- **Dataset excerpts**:
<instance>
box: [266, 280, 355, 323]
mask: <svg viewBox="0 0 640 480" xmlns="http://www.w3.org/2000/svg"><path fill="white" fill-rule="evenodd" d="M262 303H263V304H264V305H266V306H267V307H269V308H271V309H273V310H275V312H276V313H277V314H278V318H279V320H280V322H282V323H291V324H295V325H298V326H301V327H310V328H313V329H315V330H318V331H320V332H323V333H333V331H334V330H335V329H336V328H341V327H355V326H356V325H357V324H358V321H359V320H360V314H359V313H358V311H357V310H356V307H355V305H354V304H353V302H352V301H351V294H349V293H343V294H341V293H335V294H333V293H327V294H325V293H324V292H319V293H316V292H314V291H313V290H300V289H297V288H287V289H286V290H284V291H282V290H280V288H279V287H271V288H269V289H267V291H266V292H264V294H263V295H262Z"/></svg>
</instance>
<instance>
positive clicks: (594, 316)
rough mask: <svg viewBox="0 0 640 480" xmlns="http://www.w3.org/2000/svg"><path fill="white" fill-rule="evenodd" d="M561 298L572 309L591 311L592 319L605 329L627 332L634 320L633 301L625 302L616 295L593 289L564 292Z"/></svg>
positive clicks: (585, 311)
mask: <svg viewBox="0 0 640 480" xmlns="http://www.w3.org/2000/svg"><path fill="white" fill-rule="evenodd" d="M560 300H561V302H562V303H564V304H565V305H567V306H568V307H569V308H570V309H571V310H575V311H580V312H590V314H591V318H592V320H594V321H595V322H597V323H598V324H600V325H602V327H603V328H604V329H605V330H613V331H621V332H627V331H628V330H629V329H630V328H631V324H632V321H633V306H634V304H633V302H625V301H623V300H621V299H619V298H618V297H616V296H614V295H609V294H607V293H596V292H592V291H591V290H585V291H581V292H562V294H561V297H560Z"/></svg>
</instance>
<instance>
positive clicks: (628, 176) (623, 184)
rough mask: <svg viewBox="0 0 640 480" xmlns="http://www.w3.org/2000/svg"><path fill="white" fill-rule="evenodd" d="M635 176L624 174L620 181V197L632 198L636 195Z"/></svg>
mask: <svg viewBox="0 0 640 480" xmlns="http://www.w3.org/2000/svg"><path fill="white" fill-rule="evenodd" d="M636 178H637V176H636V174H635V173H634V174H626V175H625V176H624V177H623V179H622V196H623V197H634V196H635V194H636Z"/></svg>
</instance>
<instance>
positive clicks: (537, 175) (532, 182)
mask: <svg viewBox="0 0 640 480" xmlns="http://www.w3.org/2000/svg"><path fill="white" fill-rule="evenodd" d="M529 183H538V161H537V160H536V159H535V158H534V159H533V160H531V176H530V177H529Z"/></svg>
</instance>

- **WHAT THE EXERCISE ASKS**: Could you restate the records above word for word?

- **RESULT OF THIS TASK**:
<instance>
box: [266, 280, 355, 323]
mask: <svg viewBox="0 0 640 480" xmlns="http://www.w3.org/2000/svg"><path fill="white" fill-rule="evenodd" d="M262 303H263V304H264V305H266V306H267V307H269V308H271V309H273V310H275V312H276V313H277V314H278V318H279V320H280V322H282V323H291V324H295V325H298V326H301V327H310V328H313V329H315V330H318V331H320V332H323V333H333V331H334V330H335V329H336V328H341V327H355V326H356V325H357V324H358V321H359V320H360V314H359V313H358V311H357V310H356V307H355V305H354V304H353V302H352V301H351V294H349V293H343V294H341V293H335V294H333V293H327V294H325V293H324V292H319V293H316V292H314V291H313V290H300V289H297V288H287V289H286V290H284V291H282V290H280V288H279V287H271V288H269V289H267V291H266V292H264V294H263V295H262Z"/></svg>
</instance>
<instance>
positive clicks: (594, 316)
rough mask: <svg viewBox="0 0 640 480" xmlns="http://www.w3.org/2000/svg"><path fill="white" fill-rule="evenodd" d="M561 298L572 309L591 311L592 319L605 329L627 332L634 320L633 301L625 302L616 295L593 289L564 292Z"/></svg>
positive clicks: (585, 311)
mask: <svg viewBox="0 0 640 480" xmlns="http://www.w3.org/2000/svg"><path fill="white" fill-rule="evenodd" d="M560 300H561V302H562V303H564V304H565V305H567V306H568V307H569V308H570V309H571V310H575V311H580V312H590V314H591V318H592V320H594V321H595V322H597V323H598V324H600V325H602V327H603V328H604V329H605V330H613V331H621V332H627V331H628V330H629V329H630V328H631V324H632V321H633V306H634V304H633V302H625V301H623V300H621V299H619V298H618V297H616V296H614V295H609V294H607V293H596V292H592V291H591V290H585V291H581V292H562V294H561V297H560Z"/></svg>
</instance>
<instance>
positive clicks: (628, 176) (623, 184)
rough mask: <svg viewBox="0 0 640 480" xmlns="http://www.w3.org/2000/svg"><path fill="white" fill-rule="evenodd" d="M635 176L624 174L620 181V197L632 198L636 195Z"/></svg>
mask: <svg viewBox="0 0 640 480" xmlns="http://www.w3.org/2000/svg"><path fill="white" fill-rule="evenodd" d="M636 178H637V176H636V174H635V173H634V174H626V175H625V176H624V177H623V179H622V196H623V197H634V196H635V194H636Z"/></svg>
</instance>
<instance>
positive clicks: (537, 175) (532, 182)
mask: <svg viewBox="0 0 640 480" xmlns="http://www.w3.org/2000/svg"><path fill="white" fill-rule="evenodd" d="M529 183H538V161H537V160H536V159H535V158H534V159H533V160H531V176H530V177H529Z"/></svg>
</instance>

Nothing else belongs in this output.